## Written problem
Please rescale the records from the line that has "Could you please point to the gravel" through the end of the records. Reproduce every line in that span, multiply each coordinate value in the answers by 0.3 and round it to a whole number (halves go up), and leave all other text unchanged.

## Data supplied
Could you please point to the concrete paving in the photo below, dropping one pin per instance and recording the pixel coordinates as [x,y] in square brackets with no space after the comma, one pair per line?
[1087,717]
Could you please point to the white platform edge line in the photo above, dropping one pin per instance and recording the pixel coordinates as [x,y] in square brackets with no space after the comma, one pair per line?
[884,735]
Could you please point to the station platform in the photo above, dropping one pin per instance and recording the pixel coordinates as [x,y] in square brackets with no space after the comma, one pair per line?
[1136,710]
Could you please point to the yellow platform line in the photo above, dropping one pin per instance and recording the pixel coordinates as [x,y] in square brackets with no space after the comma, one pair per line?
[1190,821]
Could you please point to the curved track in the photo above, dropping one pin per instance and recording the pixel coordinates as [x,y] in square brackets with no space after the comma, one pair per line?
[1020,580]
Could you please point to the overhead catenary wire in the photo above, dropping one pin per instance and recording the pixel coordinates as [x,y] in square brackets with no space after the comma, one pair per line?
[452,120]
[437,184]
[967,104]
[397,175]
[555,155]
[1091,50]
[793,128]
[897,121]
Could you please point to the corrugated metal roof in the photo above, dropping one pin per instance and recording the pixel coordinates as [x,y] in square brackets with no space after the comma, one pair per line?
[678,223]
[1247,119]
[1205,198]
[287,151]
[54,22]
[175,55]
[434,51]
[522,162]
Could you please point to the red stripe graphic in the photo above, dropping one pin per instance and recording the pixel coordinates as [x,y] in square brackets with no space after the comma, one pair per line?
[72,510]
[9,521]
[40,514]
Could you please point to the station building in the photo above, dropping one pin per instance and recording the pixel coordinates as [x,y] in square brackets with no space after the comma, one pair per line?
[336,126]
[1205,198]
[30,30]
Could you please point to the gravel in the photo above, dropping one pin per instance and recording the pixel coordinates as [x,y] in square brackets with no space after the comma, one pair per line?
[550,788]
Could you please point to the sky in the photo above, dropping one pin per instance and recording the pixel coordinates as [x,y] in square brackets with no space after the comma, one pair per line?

## Task answer
Could you please point to the gravel in the photo above, dropping one pin per instance and recording the pixel coordinates as [x,y] in square brackets with no space after the comma, one pair per line?
[165,236]
Could you please point to the sky in the photo above, dropping one pin per instance and recording the pixel coordinates as [x,y] in square brackets with no space after the comma, one pair per line?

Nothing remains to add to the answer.